課題 1: 渋谷のカプセルホテルについての文章を、2文にまとめてください。
課題 2: 渋谷のカプセルホテルについての文章を、最後の文のあとから書き継いでください。

読む文章:
######

古いモーテルをイメージした渋谷のカプセルホテル
2023.06.23
今回ご紹介するのは、渋谷に新しくオープンした新しいカプセルホテル「Book TeaBed SHIBUYA(ブッティーベッド シブヤ)」です。当社の洗面ボウルや手洗器、シャワーブース等を多数ご採用いただきました。

Book TeaBed SHIBUYA 外観
設計を担当されたのは、建築とグラフィックデザインを手がける総合芸術制作会社、デリシャスカンパニー様。今回は、デリシャスカンパニー代表の半田悠人様に、空間づくりのこだわりや、当社を知っていただいたきっかけを伺いました。

外国の古いモーテルのような空間
―「Book TeaBed」はどのようなホテルでしょうか。
半田:「Book TeaBed」は名前の通り、「本×カフェ×泊まる」がコンセプトのホテルです。新宿御苑と伊豆大島にも展開していて、渋谷が3店舗目です。
渋谷の「Book TeaBed」はカプセルホテル仕様になっていて、外国人や女性の方をターゲットに設計しました。
―ターゲットはどのように決められたのでしょうか?
半田:渋谷には女性が泊まれるカプセルホテルが非常に少ないんですよね。漫画喫茶で泊まる例も少なくないようです。そこで、オーナーの方から”女性をターゲットにしたカプセルホテル”にしたいというご要望を受けました。さらに、外国人旅行客もターゲットにしたいという話があったので、海外の方にとって馴染み深い、古いモーテルのような内装をイメージすることにしました。

古いモーテルをイメージしたレセプション
―カプセルホテルには珍しい、どこか懐かしい雰囲気の内装ですね。
半田:はい。長期間旅行していると、やっぱり母国が恋しくなるじゃないですか。海外の方をターゲットに思いっきり日本らしい内装に振り切ることも出来ましたが、今回はそうではなく、帰ってきてほっと落ち着けるような内装を目指しました。

######

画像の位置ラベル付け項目

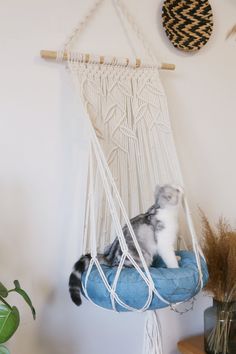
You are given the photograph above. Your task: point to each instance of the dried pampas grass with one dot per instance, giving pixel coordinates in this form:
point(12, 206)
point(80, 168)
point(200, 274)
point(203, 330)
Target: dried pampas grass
point(219, 248)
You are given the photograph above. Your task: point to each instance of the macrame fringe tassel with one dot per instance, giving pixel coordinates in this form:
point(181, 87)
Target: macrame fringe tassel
point(152, 334)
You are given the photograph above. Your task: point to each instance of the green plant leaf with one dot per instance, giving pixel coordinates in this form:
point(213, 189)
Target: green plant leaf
point(9, 322)
point(25, 297)
point(3, 290)
point(4, 350)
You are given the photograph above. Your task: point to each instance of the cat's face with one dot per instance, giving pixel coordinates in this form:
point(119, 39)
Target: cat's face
point(167, 195)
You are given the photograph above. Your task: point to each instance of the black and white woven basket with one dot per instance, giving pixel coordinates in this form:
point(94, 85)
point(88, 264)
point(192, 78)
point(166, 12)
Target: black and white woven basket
point(188, 23)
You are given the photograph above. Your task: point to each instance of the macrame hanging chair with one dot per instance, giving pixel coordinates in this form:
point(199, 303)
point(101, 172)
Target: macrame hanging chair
point(131, 149)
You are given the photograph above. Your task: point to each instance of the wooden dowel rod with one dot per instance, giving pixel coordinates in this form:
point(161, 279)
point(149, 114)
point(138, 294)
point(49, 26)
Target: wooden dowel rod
point(52, 55)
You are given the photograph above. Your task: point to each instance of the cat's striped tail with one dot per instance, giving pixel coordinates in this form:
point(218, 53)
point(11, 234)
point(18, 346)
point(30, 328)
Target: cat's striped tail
point(75, 281)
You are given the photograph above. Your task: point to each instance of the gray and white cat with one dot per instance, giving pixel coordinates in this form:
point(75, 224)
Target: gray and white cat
point(156, 232)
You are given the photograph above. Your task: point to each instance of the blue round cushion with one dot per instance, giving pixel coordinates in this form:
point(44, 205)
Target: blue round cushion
point(174, 285)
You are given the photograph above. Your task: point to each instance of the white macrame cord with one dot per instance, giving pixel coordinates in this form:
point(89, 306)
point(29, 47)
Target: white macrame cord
point(131, 150)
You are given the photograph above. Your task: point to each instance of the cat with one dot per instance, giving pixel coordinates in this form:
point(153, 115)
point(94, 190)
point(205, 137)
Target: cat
point(156, 232)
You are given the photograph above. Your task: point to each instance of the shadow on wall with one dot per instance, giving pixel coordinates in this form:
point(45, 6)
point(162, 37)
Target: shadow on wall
point(15, 207)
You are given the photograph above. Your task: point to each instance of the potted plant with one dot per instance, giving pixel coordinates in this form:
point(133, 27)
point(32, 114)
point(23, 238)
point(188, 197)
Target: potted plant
point(9, 315)
point(219, 248)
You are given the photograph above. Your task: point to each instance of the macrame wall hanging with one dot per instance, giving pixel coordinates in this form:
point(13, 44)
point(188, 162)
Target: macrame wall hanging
point(131, 149)
point(188, 23)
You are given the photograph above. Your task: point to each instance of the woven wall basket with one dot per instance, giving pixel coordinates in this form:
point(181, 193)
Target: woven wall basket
point(187, 23)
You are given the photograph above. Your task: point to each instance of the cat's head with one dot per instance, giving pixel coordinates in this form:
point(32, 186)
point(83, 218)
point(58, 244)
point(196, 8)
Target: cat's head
point(167, 195)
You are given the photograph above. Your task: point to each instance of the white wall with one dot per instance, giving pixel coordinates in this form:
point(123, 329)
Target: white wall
point(43, 151)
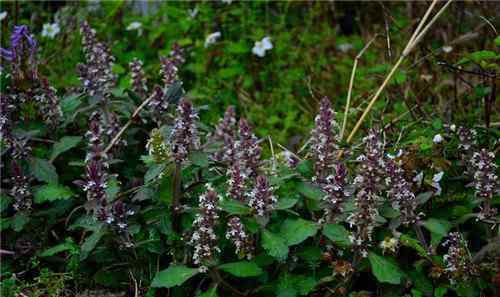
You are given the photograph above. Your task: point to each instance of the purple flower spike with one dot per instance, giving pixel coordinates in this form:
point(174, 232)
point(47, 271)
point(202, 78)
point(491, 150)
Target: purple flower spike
point(184, 134)
point(324, 140)
point(261, 198)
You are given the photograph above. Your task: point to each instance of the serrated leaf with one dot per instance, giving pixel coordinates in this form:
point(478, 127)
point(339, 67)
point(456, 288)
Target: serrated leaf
point(310, 191)
point(173, 276)
point(65, 246)
point(64, 144)
point(52, 192)
point(242, 269)
point(438, 228)
point(90, 243)
point(43, 170)
point(234, 207)
point(297, 230)
point(275, 245)
point(199, 159)
point(338, 234)
point(385, 269)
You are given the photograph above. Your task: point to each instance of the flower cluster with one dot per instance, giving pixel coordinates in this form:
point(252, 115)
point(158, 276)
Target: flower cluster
point(241, 240)
point(96, 74)
point(458, 260)
point(138, 78)
point(335, 188)
point(20, 188)
point(248, 149)
point(324, 140)
point(485, 181)
point(96, 176)
point(117, 218)
point(261, 198)
point(184, 134)
point(225, 131)
point(369, 182)
point(49, 103)
point(400, 194)
point(204, 239)
point(21, 54)
point(157, 147)
point(236, 182)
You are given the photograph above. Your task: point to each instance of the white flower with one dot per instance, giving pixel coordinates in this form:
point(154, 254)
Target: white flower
point(193, 12)
point(345, 47)
point(438, 138)
point(435, 182)
point(135, 26)
point(50, 30)
point(447, 49)
point(212, 38)
point(262, 46)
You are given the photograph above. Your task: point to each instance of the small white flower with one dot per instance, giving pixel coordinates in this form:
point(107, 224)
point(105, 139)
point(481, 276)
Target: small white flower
point(447, 49)
point(345, 47)
point(135, 26)
point(212, 38)
point(260, 47)
point(193, 12)
point(438, 138)
point(435, 182)
point(50, 30)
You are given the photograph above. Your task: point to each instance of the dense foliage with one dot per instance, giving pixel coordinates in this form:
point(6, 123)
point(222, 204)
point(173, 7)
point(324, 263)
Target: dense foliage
point(169, 164)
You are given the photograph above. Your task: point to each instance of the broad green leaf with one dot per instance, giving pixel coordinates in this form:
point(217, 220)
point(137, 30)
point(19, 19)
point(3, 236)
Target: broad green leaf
point(90, 243)
point(310, 191)
point(242, 269)
point(64, 144)
point(43, 170)
point(385, 269)
point(65, 246)
point(52, 192)
point(286, 203)
point(199, 159)
point(234, 207)
point(275, 245)
point(438, 228)
point(173, 276)
point(297, 230)
point(19, 221)
point(338, 234)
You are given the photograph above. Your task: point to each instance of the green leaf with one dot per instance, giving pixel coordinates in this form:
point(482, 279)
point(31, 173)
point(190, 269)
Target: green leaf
point(62, 247)
point(310, 191)
point(52, 192)
point(43, 170)
point(19, 221)
point(242, 269)
point(173, 276)
point(275, 245)
point(64, 144)
point(338, 234)
point(90, 243)
point(234, 207)
point(199, 159)
point(385, 269)
point(286, 203)
point(297, 230)
point(438, 228)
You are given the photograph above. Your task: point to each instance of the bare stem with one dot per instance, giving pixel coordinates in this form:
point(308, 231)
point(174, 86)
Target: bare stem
point(119, 134)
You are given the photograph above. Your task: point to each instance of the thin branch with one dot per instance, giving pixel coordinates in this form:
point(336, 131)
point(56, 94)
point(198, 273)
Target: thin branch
point(351, 82)
point(130, 121)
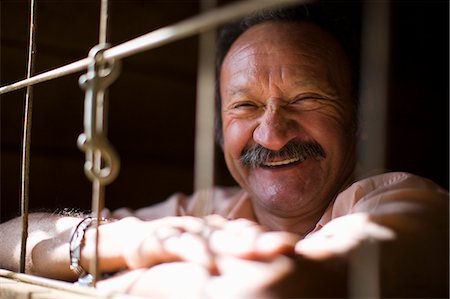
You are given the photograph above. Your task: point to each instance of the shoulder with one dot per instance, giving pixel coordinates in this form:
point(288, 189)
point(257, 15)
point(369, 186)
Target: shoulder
point(368, 194)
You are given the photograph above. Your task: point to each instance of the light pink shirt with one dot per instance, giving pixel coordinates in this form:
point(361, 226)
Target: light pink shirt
point(365, 195)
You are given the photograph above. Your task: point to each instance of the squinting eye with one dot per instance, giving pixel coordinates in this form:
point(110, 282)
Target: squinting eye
point(244, 105)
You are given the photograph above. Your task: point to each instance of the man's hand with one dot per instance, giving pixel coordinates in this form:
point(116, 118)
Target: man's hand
point(131, 243)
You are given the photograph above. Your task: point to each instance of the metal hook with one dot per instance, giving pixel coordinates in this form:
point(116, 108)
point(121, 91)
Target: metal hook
point(102, 162)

######

解答 1: 渋谷に新しくオープンしたカプセルホテル「Book TeaBed SHIBUYA」は、「本×カフェ×泊まる」をコンセプトにしたホテルで、外国人や女性をターゲットに設計されました。渋谷には女性が泊まれるカプセルホテルが少ないことと、外国人旅行客も迎えたいという話があったことから、海外の人に馴染み深い古いモーテルのような、帰ってきてほっと落ち着ける内装が目指されました。

解答 2:
エレベーターホール

客室
また、個人的に、ホテルはどこかデコラティブな要素があるべきだと考えているので、受付のカウンターや家具を全てモールディング※で納めました。こういった細部のデザインからも、懐かしさを感じてもらえると嬉しいです。
※モールディング:建築や家具の枠の装飾のこと

キャビネットには、ホテルのコンセプトでもある本が並ぶ予定
内装を引き立てるための設備選び
―水回りには、当社の製品を多数ご採用いただいていますね。
半田:はい、内装をデコラティブにした分、設備はなるべくシンプルにしたいという想いがあり、ミラタップ(旧サンワカンパニー)さんのものを選びました。
洗面は、タイル・天板・ボウルをマットな素材で統一しました。
水栓もホワイトにすることで、グリーンの壁面タイルが引き立っていると思います。

洗面ボウル《シンエッジ》

水栓もホワイトで統一されている《ニューベガトール混合水栓》
シャワーブースもミラタップ(旧サンワカンパニー)さんのものを使用しました。他メーカーのものは、パーツが丸みを帯びていたりするのですが、《シャワーブース700》は無駄のない直線的なデザインです。”他とは違う”というのがデザインで一番大事だと思うので、それが決め手になりました。
「モブ建築」にインスパイアされた空間づくり
―どのようなきっかけで当社を知っていただいたのでしょうか?
半田:相当昔からのファンです。初めて購入したのは5年前くらいだったと思いますが、その前から名前は存じ上げていました。このホテル以外の現場でも良く使わせていただいていて、ガラスドアの《クアドロスリム》なんかは特に好きな商品です。

ガラスドア《クアドロスリム》
フレーム部分がたったの16mmと、ものすごく細くて繊細なんですよね。造作で同じようなものを作ろうとすると、もっと重くなってしまいます。こういった商品が既製品で販売されているのは、とても嬉しいです。
―他の物件でも色々な商品を使っていただき、ありがとうございます。
今回の物件を含め、半田様の建築は色使いがユニークだと感じますが、どのようなものから影響を受けていらっしゃるのでしょうか。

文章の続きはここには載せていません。